*Exercise requirements*. Please give, word for word, the line containing "A point belongs on each instance of the standing" and every line that comes after it in the data below.

*Provided data*.
--------------------
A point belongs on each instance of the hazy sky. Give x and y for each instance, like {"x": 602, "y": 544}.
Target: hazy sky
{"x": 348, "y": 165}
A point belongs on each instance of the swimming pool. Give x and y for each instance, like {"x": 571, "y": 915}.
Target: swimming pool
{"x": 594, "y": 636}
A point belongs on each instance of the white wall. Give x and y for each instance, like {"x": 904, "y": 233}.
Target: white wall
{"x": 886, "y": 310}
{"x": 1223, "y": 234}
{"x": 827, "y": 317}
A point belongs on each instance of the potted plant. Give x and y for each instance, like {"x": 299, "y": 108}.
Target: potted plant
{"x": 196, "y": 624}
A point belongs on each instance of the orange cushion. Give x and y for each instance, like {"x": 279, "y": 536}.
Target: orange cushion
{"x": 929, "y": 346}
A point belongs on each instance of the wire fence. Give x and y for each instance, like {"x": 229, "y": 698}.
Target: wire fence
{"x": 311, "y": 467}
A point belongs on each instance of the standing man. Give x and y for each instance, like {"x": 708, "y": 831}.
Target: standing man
--------------------
*Result of this task*.
A point belongs on each instance of the standing man. Give x and y for each instance, like {"x": 708, "y": 831}.
Target: standing man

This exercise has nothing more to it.